§ **Exercise set**
1. Copy the entries word for word, starting with the line that contains "Could you please point out the white post" and going on through the last line of the entries.
2. Continue the forum discussion of the neutral conductor from where it stops.

§ **Text provided**
===============

Rail and other friction is analageous to resistance, ohms.
Now, how far does the 'current' go? Answer- practically nowhere! 'It' cycles on the spot, like someone doing pointless step-ups at the gym!

Alan

Hi, Larry I don't want to pose questions for the sake of arguing with the answers, if I wanted to do so I would have chosen the journalist job and my topic is in the right place: "Electrical Theory and Applications", and no one should force anyone to accept anything. In fact all what you have just said I've actually studied it when I was in the university in 1987, when I was preparing my diploma in teaching electrotechnics to teenagers. I understand exactly every thing in theory. But since I went for Electrical installation job I've noticed that there are many differences.and among those differences is the famous neutral issue which I'm exposing here, and apparently haven't found the right answer yet. Any way thanks a lot, I'll keep searching to get the right answer and "I'll be back!!!"
Regards

Ahh, now that you've described where you are coming from, I think that I can take a stab at this.

The first thing to remember is that 'neutral' is a misnomer. Neutral has the implication of 'dead' or 'unpowered'. This is a false implication. The 'neutral' conductor is a full current carrying conductor, and is as important as the phase conductor. The 'neutral' conductor is perhaps better termed the 'center tap' conductor. It is connected to the source of electrical power (battery, transformer, generator, inverter) just like any of the 'phase' conductors.

Rather than thinking of this connection to the transformer (I'll stick just to transformers for the rest of the discussion) as being in any way special, simply think of it as just another tap on the winding. You will be able to measure voltage between any pair taps. You could (as you wish), measure instantaneous voltage, RMS voltage, peak voltage, phase angle, etc. If you connect a load between any two taps, you will see current flow that depends upon the load characteristics (resistance, reactance, etc.) and the supply characteristics. Select a different pair of taps (and thus a different potential difference), and you will see different current flow. But the key issue is that you will have a voltage and the potential for current flow between any of the transformer taps.

===============

§ **Data provided**
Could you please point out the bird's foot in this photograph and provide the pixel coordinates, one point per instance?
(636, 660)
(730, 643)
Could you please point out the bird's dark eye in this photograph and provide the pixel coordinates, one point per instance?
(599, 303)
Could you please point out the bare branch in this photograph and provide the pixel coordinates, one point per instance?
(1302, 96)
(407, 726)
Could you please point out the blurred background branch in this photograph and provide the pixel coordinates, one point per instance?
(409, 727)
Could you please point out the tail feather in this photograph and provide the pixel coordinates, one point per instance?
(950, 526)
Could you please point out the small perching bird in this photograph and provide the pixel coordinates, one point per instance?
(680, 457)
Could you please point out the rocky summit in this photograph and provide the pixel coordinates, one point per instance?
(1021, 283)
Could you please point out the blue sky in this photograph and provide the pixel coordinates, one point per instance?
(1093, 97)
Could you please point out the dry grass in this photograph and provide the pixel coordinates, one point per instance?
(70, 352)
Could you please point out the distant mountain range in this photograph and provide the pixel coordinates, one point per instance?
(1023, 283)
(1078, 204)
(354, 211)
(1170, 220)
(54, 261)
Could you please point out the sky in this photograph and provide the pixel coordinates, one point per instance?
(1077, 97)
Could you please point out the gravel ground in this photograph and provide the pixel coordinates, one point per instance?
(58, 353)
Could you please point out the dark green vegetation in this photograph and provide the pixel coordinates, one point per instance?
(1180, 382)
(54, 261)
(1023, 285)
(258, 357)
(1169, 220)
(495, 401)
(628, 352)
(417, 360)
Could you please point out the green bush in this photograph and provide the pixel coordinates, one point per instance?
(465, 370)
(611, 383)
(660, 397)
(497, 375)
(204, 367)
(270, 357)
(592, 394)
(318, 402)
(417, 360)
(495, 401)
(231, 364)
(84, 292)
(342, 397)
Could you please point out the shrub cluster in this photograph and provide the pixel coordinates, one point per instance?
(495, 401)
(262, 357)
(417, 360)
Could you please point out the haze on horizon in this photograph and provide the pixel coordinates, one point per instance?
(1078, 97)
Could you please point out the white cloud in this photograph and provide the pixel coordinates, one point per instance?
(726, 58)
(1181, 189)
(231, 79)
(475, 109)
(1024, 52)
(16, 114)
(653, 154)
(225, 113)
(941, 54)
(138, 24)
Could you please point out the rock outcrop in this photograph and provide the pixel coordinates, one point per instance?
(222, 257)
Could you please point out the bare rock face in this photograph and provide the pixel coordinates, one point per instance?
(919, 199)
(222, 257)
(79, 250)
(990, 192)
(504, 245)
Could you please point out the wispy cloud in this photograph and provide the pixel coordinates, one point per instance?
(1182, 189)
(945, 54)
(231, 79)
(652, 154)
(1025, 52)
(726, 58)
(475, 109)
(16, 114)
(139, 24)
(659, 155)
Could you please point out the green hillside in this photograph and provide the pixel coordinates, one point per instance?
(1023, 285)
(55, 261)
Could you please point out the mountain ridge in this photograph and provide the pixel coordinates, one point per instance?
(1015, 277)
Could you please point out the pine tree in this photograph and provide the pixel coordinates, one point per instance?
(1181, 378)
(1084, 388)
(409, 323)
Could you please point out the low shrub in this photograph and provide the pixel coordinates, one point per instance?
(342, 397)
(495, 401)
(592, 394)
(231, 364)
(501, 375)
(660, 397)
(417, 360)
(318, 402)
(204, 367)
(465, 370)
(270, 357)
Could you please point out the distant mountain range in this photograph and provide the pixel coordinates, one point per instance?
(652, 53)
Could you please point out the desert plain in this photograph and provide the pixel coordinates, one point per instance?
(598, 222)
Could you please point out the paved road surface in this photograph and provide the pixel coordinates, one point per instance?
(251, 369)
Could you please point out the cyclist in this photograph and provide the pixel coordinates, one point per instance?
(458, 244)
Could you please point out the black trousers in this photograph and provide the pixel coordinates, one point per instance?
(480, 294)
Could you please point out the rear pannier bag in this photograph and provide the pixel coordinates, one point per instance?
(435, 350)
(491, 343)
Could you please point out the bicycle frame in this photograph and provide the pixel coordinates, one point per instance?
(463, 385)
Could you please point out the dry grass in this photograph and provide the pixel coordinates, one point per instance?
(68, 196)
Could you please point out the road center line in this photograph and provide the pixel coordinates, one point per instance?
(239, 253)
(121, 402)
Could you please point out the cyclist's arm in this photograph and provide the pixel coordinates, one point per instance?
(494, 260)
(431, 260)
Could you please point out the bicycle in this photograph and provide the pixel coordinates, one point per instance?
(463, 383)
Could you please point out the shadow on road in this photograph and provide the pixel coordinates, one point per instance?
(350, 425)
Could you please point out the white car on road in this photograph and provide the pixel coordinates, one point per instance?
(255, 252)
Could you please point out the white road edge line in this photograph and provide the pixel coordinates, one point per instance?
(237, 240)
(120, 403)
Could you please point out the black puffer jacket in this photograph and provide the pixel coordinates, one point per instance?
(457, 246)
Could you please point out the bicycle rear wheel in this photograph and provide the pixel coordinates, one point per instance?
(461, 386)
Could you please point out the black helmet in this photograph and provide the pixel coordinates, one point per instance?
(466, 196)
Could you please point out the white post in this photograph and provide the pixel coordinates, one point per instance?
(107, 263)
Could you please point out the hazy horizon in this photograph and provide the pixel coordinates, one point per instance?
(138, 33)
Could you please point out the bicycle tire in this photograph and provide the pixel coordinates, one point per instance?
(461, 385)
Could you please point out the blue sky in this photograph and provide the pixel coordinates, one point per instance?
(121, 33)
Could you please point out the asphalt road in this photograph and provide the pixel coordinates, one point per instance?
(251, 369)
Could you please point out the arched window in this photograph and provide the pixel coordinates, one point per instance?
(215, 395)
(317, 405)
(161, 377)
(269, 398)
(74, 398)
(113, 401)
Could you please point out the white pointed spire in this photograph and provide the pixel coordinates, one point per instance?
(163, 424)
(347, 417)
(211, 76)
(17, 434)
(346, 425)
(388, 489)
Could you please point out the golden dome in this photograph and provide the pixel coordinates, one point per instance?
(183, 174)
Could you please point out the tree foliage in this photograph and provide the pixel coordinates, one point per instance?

===============

§ **Outputs in order**
1.
Could you please point out the white post in this photograph and provide the pixel coordinates, one point per instance?
(107, 263)
Could you please point out the hazy horizon in this photograph and provide the pixel coordinates, one point per instance?
(138, 33)
Could you please point out the bicycle tire in this photograph and provide the pixel coordinates, one point per instance?
(461, 385)
Could you please point out the blue sky in this photograph and provide the pixel coordinates, one point per instance?
(121, 33)
Could you please point out the asphalt road in this photograph and provide the pixel coordinates, one point per instance?
(251, 369)
Could you please point out the arched window in this photograph and provide the pixel coordinates, one point per instance?
(215, 395)
(317, 405)
(161, 377)
(269, 398)
(74, 398)
(113, 401)
Could you please point out the white pointed spire in this photograph and provide the pixel coordinates, one point per instance?
(163, 424)
(347, 417)
(211, 76)
(17, 434)
(346, 425)
(388, 489)
Could you please point out the golden dome in this photograph and provide the pixel coordinates, one point per instance?
(183, 174)
Could you please point out the tree foliage in this photograph and provide the pixel coordinates, one point per instance?

2.
The current flow through the load between any of these pairs of taps will be alternating, as the supply frequency. The flow of current will cycle at the supply frequency, and all of the terminals connected to the load will in turn act as current source or current sink. The center tap is in no way special in this regard. Sometimes it is a current source, and sometimes it is a current sink.

Once you have the concept of voltage between _any_ pair of taps, you can think of the _set_ of voltages associated with a single tap. Think about all of the pairs of output terminals on the transformer. You have a voltage between any pair. Pick _one_ terminal, and measure the voltage between that terminal and each of the others. The thing that makes the center tap unique is that the 'overall' voltage between the center tap and all of the other terminals is lower than the 'overall' voltage of any of the other terminals.

For example, consider a standard 415Y/240 transformer set. You have 4 terminals: 3 phase terminals and the 'neutral' terminal. From any of the phase terminals, you have 415V, 415V, and 240V to the three other terminals. But from the neutral terminal you have 240V, 240V, 240V. This is the only thing that makes the neutral special. It is the transformer tap from which the set of all other voltages are minimized.

If you connect a load to the neutral, sometimes electrons will flow toward the neutral, and sometimes they will flow from the neutral, and as far as current carrying is concerned, the neutral is just a transformer tap.

The function of the loads and the transformer is essentially independent of the grounding of the transformer. The circuits would function the same if ungrounded, if _one_ of the phases were grounded, if the neutral was grounded, or if the entire transformer and load were loaded into a spaceship and entirely separated from the earth. Current would simply flow between the transformer terminals just as if nothing was different.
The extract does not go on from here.